● REQUIREMENT
Every record must be restated exactly. Drop the images.

● EXCERPTED RECORDS
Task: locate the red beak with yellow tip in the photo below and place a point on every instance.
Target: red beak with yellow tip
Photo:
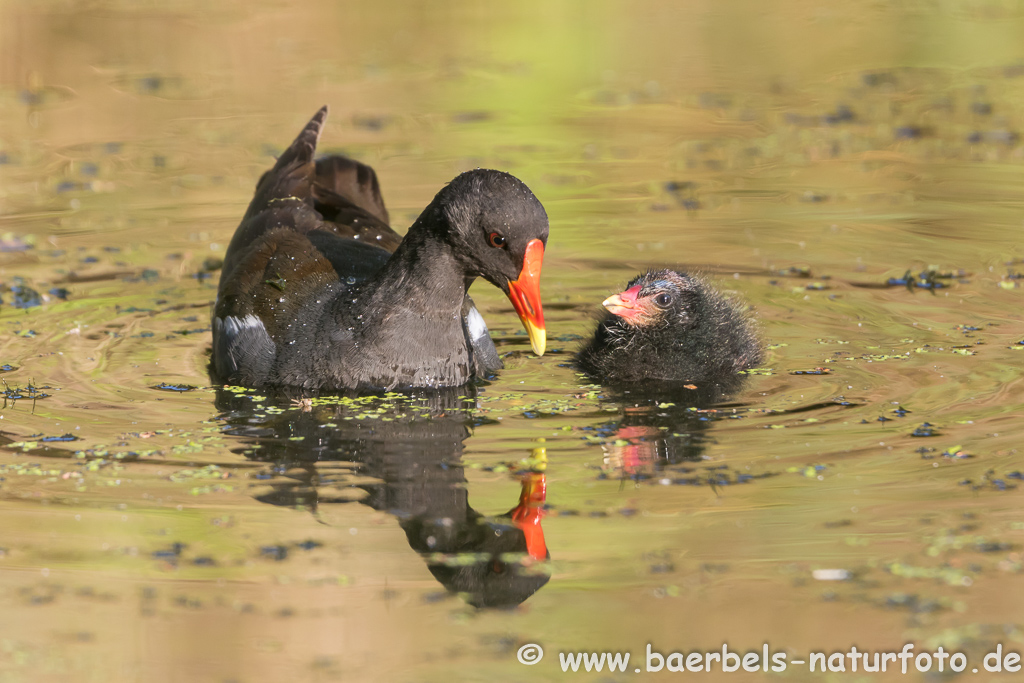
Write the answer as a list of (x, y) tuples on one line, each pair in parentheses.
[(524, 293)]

● RESPONSE AREA
Task: locate the red beak with yellow tip in the photo below and place a point on every instance.
Target: red beak with yellow tip
Photo:
Write the answer as a list of (x, y) tuples on one line, each pair in parentheses.
[(524, 293)]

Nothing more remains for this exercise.